Exercise requirements
Nothing but the text of the records should come back; copy it exactly and leave the pictures out.
Provided entries Start Marker
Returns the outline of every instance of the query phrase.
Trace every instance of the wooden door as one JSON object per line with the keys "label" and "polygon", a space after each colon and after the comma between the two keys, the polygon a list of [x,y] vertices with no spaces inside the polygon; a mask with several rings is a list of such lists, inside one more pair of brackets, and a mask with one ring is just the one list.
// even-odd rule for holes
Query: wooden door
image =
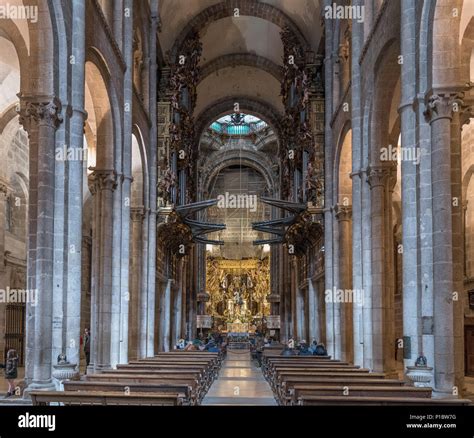
{"label": "wooden door", "polygon": [[464,329],[464,346],[466,375],[474,376],[474,326],[466,326]]}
Provided entries End Marker
Result
Returns the outline of every instance of the query phrase.
Trace every instance of the wooden door as one JSON object per line with the keys "label" and "polygon", a space after each colon and after the comma between the two keys, the polygon a list of [x,y] vertices with no spaces inside the polygon; a mask with several rings is a list of such lists, inside one more pair of brackets, and a mask with one ring is just the one list.
// even-odd rule for holes
Query: wooden door
image =
{"label": "wooden door", "polygon": [[464,329],[464,346],[466,375],[474,376],[474,326],[466,326]]}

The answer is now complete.